REQUIRED WORK -> Rewrite the listing below with every "Usage" replaced by "How to use", leaving everything else unchanged.
** START **
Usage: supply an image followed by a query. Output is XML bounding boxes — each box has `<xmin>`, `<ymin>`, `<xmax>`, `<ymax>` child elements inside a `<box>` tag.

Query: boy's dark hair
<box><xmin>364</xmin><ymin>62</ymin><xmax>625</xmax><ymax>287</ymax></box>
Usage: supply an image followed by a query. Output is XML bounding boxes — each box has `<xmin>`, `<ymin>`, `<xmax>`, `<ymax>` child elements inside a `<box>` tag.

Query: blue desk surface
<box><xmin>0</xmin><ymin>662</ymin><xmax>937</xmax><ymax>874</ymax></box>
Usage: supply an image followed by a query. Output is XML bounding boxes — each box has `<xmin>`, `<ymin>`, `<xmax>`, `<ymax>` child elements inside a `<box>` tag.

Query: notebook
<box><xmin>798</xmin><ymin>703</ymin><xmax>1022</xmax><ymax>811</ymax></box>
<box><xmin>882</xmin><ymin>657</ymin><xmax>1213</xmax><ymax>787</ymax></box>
** END **
FULL ANSWER ->
How to use: supply an image followed by a query. Output is XML bounding boxes — each box has `<xmin>`, `<ymin>`, `<xmax>`, `<ymax>` child elements inside a `<box>` tag.

Query: boy's dark hair
<box><xmin>364</xmin><ymin>62</ymin><xmax>625</xmax><ymax>287</ymax></box>
How to use: supply an image followed by a query. Output is XML bounding boxes — each box has `<xmin>`, `<ymin>`, `<xmax>`, `<ymax>` child elements inside a `<box>` tag.

Query: blue desk surface
<box><xmin>0</xmin><ymin>662</ymin><xmax>937</xmax><ymax>874</ymax></box>
How to use: supply an image followed by a query. Output is XML bounding boxes — each box has `<xmin>`, `<ymin>`, `<xmax>`, `<ymax>` child elements inside a `<box>` tag.

Query: notebook
<box><xmin>798</xmin><ymin>703</ymin><xmax>1022</xmax><ymax>811</ymax></box>
<box><xmin>882</xmin><ymin>657</ymin><xmax>1213</xmax><ymax>787</ymax></box>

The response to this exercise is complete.